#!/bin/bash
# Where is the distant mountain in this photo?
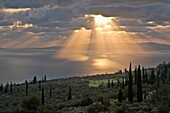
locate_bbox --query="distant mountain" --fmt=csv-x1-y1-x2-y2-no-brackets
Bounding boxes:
0,42,170,51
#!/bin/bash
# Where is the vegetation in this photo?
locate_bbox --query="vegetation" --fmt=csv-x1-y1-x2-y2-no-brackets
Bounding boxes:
0,63,170,113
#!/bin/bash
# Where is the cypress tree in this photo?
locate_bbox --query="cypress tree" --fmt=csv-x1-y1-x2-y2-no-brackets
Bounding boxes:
5,82,9,93
32,76,37,84
122,78,125,89
10,82,13,94
117,79,120,88
50,86,52,97
125,78,128,86
44,75,47,82
145,71,148,83
144,92,146,99
68,86,72,100
135,66,137,84
128,63,133,102
137,65,143,102
25,80,28,96
118,89,123,102
111,80,114,88
149,68,155,84
142,67,145,83
0,84,4,92
38,80,41,89
107,79,110,88
41,88,44,105
168,71,170,81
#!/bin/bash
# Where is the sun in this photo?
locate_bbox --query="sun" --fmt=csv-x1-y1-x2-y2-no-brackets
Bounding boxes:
94,15,112,24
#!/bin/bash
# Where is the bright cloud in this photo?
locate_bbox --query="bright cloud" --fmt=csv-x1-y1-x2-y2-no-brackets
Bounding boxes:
0,0,170,48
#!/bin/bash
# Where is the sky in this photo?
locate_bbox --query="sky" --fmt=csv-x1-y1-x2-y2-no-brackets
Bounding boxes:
0,0,170,48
----------
▶ _PROMPT_:
Rewrite the data from its start through the line containing "0,42,170,51", replacing "distant mountain" with "far ridge" and keeping everything else unchanged. Leave the pictures out of the answer.

▶ _TASK OUTPUT_:
#!/bin/bash
# Where is the far ridge in this photo?
locate_bbox --query="far ridge" --fmt=csv-x1-y1-x2-y2-no-brackets
Bounding boxes:
0,42,170,51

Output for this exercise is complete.